* Excerpted passage
╭──

November 19, 2015
Feed Thy Soul
When of thy earthly goods
Thou art bereft
And in thy hand
Two coins are left
Buy bread
And with the dole
Buy hyacinths
To feed thy soul.
Muslihuddin Sadi
13th Century Persian Poet
(slightly paraphrased)
My mother gave me this poem on my 16th birthday, along with a hyacinth bulb, a note of instructions on how to care for it, a pot with soil, and a change in house rules allowing me complete freedom of movement (just bring the car home by 7 am) and a raise in allowance on the condition that I buy all my own clothes. I was a grown-up. I could take poetry. Best gift of my life. I still grow hyacinths. Guess why.
Happy trials, Martin
November 13, 2015
20 Days and Counting
We've been without running water here in Messina for twenty days. The aqueduct (a big tube) broke and well, tough shit. You'd think they could fix it, but they say it's on a slope that's sliding downhill so it'll take months. You'd think they could find a temporary solution, a bypass or something, but they're finding that near impossible as well. It keeps breaking. You'd think they would work round the clock, but they keep losing days of work because they can't get the bureaucrat's permission or whatever. You'd think the leaders would rise to the occasion, but they're passing the buck and running for cover. The news is unreliable. One thing we know: the faucets are dry.
Imagine it if you can. No flushing, no showers, no drinking, no cooking, no dish-washing, no clothes-washing, no water for bars and restaurants to cook with, no water in schools and public buildings for the toilets, imagine the sick and elderly, the large families, the stink, the filth, the risk of epidemic. All the plastic bottles of bought water, will they be recycled? All the 10 and 20 liter jugs, bought for anywhere from 3 euros to 18 each, will they ever be used again? Of course they will. The system is broken, a bandaid won't fix it. This happens almost every year, just not for so long.
Actually, we've had a tiny bit of water in our building because an Army water truck filled our tank a couple times. We also bought a lot of water (ya think someone's making big bucks on our suffering?), and we've learned some things in these weeks.
It is possible to shower and shampoo from a 1.5 liter bottle.
Washing dishes by hand in the sink takes several liters but can be done.
The washing machine, however, doesn't work without water.
When you wash your hands from a bottle, one hand soaps the other pours, rinse, repeat.
Tempers flare in times of crisis. Duh.
All the managers and politicians involved should just quit regardless of demonstrable culpability. We are sick of you.
That huge chunk of the world that never has running water and us are closer now. Not feeling it, but feeling it.

╰──

* What to work on
(A) Reproduce the hyacinth and water-outage blog entries from "Washing dishes by" up to and including "pours, rinse, repeat.".
(B) Write what follows the last sentence of the hyacinth and water-outage blog entries.

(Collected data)
╭──

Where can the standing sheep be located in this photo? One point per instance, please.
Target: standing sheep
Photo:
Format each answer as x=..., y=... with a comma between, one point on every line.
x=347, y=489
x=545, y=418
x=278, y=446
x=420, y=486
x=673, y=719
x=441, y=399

╰──

* Results in order
(A)
Washing dishes by hand in the sink takes several liters but can be done.
The washing machine, however, doesn't work without water.
When you wash your hands from a bottle, one hand soaps the other pours, rinse, repeat.

(B)
Sicilians are very good at some things, though I can't think of what they are right now, but maintenance and fixing what's broken is not one of them. They say it'll be at least another week, perhaps longer. We say, let's hope we have running water for Christmas.
Happy trials, Martin
Mutt: I got some really funny ones today.
Jeff: I doubt it.
Mutt: I'll prove it. A bee farm was started by a man who wanted to keep buzzy.
Jeff: That's not funny.
Mutt: A Redneck farmer first used a duck as an alarm clock – it woke him up at the quack of dawn.
Jeff: That's not funny.
Mutt: A Filipino man was hired by the circus as a contortionist – he was the first Manila folder.
Mutt: A Filipino man was hired by the circus as a contortionist – he was the first Manila folder.
Jeff: Ditto.
Mutt: A slab of stone was discovered with a multiplication problem carved on it – it
was the first concrete example.
Jeff: Ditto.
Mutt: A special pail was invented for electric milking machines because one good urn
deserves an udder.
Jeff: Ok, I got one. A woman invented a glass diaphragm because she wanted a womb with a view.
Mutt: An artist invented the traverse rod because he wanted to draw drapes.
Jeff: Huh? At the first Arabian Embassy ball, everyone danced sheik-to-sheik.
Mutt: Huh? At the first convention of mathematicians, everyone sat around multiplication
tables.
Jeff: At the first flea circus, a dog came by and stole the show.
Mutt: At the first Kentucky Derby, the announcer told everyone that “Poison Ivy” was
scratched.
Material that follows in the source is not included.